• [Your objective]
Reproduce, word for word, the lines in the items below from the one containing "[trace] windswept snow surface -> outlines" through the one containing "[[60,40],[60,18],[29,14],[0,21],[0,40]]", both included.

• [Given entries]
○ ○ ○ ○
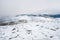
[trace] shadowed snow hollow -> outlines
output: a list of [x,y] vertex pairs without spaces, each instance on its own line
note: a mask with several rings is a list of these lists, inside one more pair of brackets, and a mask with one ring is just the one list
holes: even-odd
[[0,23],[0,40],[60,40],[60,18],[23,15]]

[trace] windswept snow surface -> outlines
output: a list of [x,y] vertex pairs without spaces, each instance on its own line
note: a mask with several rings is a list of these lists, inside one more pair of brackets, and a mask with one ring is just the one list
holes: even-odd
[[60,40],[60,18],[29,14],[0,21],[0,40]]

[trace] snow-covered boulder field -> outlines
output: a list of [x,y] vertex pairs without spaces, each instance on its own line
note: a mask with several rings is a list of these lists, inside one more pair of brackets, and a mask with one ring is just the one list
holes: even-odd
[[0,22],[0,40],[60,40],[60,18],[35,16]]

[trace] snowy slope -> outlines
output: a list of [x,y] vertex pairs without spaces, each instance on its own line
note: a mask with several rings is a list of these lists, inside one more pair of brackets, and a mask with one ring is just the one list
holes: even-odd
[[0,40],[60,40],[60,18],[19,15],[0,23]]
○ ○ ○ ○
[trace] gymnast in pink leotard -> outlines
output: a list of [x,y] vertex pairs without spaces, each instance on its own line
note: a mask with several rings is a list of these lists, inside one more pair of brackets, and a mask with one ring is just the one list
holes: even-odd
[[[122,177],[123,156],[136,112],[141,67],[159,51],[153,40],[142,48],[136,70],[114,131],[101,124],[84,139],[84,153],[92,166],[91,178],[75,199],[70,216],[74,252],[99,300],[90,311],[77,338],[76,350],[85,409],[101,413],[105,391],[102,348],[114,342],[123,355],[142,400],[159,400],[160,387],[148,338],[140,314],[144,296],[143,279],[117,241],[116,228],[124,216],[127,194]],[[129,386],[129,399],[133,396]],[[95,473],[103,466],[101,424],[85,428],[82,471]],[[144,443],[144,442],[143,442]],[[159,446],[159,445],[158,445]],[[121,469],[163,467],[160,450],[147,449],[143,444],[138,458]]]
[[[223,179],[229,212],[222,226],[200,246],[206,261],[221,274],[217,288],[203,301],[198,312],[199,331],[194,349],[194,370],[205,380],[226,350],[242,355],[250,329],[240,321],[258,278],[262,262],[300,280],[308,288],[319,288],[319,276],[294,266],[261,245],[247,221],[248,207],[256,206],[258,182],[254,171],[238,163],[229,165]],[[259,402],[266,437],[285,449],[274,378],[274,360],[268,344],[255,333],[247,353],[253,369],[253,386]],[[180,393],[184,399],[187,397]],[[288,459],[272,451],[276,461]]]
○ ○ ○ ○
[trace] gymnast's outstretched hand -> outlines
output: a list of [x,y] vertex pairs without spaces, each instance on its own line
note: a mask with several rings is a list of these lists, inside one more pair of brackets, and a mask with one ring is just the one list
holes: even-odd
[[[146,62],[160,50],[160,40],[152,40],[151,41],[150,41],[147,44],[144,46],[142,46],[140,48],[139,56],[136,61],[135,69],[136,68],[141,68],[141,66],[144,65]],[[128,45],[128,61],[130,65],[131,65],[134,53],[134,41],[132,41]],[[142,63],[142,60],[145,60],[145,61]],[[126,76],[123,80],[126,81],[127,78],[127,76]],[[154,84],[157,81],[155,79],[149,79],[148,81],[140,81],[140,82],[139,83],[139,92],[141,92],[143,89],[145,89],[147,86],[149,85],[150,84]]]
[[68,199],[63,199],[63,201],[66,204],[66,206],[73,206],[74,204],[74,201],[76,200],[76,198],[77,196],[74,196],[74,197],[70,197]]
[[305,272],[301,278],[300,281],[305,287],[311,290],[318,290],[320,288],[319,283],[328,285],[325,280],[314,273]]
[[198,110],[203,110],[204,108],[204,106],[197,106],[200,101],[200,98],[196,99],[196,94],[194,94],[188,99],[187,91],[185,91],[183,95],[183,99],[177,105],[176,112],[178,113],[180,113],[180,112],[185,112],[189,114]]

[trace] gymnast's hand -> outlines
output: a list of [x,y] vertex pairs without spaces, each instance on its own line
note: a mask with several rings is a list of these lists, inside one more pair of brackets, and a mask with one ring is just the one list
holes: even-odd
○ ○ ○ ○
• [Complete answer]
[trace] windswept snow surface -> outlines
output: a list of [x,y] vertex pairs without spaces, each instance on its own line
note: a mask with several rings is a list of these lists, inside one more pair of brackets, and a mask with one ring is just the one list
holes: even-odd
[[60,40],[60,18],[29,14],[0,21],[0,40]]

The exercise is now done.